## EXERCISE INPUT
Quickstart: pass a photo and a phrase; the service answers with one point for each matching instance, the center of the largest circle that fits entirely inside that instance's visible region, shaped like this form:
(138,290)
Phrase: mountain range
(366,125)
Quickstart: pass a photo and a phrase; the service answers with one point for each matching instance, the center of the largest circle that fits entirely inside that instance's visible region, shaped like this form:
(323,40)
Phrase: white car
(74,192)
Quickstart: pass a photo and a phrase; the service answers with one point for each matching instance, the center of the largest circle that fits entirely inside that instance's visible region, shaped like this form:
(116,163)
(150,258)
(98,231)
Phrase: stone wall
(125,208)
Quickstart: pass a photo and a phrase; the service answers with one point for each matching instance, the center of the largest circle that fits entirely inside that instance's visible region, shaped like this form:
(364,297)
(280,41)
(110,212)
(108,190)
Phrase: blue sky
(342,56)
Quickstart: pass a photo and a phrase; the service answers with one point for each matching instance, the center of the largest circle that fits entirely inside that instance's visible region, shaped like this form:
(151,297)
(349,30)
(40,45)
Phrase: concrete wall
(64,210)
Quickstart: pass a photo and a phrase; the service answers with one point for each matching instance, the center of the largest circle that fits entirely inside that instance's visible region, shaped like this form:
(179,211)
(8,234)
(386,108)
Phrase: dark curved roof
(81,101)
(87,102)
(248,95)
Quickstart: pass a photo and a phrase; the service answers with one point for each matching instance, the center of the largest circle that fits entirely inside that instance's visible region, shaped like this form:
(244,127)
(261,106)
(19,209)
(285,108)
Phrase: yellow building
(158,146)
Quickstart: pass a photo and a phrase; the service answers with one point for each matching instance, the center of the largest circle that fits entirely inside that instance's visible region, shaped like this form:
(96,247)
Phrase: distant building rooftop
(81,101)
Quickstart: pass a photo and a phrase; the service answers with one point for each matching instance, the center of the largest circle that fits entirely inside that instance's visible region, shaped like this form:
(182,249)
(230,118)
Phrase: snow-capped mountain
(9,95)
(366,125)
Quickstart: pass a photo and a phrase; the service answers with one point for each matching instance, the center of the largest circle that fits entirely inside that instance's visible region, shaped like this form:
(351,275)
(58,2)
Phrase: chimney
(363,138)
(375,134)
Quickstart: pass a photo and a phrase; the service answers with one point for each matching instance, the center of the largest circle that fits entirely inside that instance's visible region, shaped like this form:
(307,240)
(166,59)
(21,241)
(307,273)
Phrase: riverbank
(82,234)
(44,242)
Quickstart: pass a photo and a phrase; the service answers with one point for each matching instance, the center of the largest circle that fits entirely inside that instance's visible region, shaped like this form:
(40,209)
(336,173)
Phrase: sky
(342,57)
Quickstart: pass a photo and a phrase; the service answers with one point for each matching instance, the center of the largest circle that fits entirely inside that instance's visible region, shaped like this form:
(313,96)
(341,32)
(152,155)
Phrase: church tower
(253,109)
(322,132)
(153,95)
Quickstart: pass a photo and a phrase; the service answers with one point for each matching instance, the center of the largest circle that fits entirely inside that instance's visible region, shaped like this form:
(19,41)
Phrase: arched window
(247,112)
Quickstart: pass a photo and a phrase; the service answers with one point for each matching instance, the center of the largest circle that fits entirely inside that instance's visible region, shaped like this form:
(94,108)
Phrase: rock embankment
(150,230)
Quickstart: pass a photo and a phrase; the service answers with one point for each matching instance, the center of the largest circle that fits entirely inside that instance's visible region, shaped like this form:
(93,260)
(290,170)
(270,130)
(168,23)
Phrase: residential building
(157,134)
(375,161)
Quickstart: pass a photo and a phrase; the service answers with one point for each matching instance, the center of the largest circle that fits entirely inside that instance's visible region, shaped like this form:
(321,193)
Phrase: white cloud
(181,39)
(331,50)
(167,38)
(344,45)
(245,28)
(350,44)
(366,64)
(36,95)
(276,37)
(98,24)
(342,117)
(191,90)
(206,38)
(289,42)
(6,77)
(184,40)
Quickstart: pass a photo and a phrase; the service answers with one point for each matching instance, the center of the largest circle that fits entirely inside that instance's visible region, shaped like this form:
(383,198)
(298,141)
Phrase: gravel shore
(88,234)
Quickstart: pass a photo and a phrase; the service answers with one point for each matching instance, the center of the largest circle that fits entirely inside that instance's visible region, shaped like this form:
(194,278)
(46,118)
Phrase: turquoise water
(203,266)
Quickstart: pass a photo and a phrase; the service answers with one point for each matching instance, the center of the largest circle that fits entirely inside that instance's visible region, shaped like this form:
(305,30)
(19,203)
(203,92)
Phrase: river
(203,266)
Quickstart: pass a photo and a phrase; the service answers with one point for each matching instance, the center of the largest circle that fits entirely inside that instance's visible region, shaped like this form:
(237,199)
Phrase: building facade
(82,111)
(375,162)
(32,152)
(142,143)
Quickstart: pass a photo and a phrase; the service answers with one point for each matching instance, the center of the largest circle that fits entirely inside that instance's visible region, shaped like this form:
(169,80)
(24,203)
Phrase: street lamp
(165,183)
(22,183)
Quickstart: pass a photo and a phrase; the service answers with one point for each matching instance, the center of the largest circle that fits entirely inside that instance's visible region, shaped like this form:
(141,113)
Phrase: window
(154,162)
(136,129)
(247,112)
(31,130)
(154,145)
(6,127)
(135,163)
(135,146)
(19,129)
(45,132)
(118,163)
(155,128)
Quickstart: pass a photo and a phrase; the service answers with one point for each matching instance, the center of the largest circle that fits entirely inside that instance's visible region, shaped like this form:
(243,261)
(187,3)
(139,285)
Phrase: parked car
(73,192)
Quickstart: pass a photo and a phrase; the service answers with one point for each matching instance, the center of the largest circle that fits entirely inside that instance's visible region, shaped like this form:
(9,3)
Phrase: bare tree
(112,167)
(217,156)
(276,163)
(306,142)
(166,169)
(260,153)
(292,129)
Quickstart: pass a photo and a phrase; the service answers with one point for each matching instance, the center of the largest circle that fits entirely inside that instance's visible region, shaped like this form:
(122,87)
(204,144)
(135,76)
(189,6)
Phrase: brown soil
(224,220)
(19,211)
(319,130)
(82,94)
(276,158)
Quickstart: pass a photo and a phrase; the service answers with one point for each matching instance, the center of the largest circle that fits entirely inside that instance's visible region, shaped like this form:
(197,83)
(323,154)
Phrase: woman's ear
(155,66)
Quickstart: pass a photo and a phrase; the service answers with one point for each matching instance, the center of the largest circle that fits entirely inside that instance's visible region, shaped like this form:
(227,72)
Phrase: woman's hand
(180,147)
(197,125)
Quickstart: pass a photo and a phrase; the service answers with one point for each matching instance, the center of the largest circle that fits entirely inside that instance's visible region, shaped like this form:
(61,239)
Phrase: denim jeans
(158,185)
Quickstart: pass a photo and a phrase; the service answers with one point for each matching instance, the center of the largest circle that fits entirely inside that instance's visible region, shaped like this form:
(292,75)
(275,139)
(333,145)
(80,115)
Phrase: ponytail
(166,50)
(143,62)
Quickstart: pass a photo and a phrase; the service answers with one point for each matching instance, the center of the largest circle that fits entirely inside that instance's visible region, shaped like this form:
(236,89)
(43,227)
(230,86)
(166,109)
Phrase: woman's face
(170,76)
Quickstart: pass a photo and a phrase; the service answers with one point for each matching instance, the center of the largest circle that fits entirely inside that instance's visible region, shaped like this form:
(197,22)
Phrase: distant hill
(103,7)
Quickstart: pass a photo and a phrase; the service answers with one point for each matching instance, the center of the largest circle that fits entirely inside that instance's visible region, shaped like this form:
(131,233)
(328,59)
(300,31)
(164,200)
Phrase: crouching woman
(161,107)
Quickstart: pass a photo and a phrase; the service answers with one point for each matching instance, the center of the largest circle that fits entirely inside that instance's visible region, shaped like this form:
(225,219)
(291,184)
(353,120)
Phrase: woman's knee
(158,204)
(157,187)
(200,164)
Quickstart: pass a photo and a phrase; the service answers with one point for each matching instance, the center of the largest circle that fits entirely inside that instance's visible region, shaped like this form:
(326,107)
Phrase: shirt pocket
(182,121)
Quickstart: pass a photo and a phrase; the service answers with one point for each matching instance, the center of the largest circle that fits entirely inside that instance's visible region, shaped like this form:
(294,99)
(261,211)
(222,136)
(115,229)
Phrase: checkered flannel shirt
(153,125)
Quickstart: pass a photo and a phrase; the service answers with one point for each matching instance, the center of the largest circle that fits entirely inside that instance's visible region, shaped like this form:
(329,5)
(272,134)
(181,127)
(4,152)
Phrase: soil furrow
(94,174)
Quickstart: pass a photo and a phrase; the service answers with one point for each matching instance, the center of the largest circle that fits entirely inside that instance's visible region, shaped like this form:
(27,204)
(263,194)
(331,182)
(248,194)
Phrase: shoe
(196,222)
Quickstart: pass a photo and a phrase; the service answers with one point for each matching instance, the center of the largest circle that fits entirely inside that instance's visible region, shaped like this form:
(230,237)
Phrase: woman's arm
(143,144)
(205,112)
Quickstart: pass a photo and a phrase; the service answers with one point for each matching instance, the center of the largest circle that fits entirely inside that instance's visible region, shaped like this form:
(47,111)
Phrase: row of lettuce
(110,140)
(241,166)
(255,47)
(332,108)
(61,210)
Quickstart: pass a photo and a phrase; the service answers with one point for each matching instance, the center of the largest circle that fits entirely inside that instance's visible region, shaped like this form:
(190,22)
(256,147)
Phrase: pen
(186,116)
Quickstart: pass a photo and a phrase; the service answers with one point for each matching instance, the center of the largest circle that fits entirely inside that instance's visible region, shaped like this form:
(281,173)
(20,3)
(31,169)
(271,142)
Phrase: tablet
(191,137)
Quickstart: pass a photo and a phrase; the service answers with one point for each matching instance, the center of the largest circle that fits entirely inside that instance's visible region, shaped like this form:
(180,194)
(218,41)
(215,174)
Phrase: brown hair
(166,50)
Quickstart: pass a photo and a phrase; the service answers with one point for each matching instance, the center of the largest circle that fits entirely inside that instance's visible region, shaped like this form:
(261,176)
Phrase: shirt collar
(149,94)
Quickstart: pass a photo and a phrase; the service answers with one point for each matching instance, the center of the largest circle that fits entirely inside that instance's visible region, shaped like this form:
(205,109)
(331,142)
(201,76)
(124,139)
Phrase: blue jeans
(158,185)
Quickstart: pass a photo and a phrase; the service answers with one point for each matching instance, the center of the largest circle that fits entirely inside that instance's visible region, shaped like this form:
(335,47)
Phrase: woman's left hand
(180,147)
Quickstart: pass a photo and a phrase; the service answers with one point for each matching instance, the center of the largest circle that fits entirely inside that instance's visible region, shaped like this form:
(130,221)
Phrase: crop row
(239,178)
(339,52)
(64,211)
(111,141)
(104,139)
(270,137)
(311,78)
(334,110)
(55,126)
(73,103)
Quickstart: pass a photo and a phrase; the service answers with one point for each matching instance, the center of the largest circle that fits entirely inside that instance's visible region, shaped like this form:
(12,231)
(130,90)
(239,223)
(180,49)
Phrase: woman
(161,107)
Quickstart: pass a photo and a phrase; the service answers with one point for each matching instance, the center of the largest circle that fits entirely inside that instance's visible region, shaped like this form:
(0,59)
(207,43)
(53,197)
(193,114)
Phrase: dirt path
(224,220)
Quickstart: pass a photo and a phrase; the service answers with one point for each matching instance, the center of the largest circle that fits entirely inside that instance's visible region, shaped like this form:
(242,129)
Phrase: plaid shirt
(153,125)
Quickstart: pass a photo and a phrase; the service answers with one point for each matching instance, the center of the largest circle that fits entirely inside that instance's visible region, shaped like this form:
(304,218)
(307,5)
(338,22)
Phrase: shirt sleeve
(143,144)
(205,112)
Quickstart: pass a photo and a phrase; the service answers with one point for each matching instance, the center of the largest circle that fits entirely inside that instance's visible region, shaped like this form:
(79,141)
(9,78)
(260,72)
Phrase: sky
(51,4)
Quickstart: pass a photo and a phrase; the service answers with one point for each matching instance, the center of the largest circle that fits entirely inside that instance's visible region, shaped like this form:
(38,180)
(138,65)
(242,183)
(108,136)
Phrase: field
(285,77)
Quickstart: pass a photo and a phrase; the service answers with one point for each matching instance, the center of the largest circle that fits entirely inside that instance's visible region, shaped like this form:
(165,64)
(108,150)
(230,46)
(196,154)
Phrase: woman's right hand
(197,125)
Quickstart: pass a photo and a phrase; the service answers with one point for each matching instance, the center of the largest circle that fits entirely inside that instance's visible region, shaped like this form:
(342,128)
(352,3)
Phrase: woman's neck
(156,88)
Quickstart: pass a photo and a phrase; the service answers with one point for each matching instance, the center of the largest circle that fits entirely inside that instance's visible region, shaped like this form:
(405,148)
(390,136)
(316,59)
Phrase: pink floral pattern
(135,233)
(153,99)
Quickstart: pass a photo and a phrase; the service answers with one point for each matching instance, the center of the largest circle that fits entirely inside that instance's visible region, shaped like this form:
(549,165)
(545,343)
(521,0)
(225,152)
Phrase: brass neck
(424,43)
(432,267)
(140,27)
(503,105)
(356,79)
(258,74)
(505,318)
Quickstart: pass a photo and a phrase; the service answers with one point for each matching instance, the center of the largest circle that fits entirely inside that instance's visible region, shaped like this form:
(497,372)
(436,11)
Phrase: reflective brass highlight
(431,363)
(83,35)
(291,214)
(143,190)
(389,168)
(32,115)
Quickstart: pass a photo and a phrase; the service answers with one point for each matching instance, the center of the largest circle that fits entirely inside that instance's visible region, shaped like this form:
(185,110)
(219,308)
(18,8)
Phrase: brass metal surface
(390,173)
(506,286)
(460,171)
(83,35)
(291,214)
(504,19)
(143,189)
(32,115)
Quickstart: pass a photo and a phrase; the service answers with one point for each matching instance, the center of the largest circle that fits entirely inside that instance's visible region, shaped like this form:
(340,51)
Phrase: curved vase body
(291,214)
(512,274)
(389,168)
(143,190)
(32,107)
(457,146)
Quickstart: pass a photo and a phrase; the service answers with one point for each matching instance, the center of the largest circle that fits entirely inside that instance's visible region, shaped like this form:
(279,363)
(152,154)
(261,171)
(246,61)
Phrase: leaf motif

## WHAT THE TASK ASKS
Count the lines in the items above that contain the string "building", treating uppercase and lowercase as different, and give only the number.

## OUTPUT FOR THIS EXERCISE
4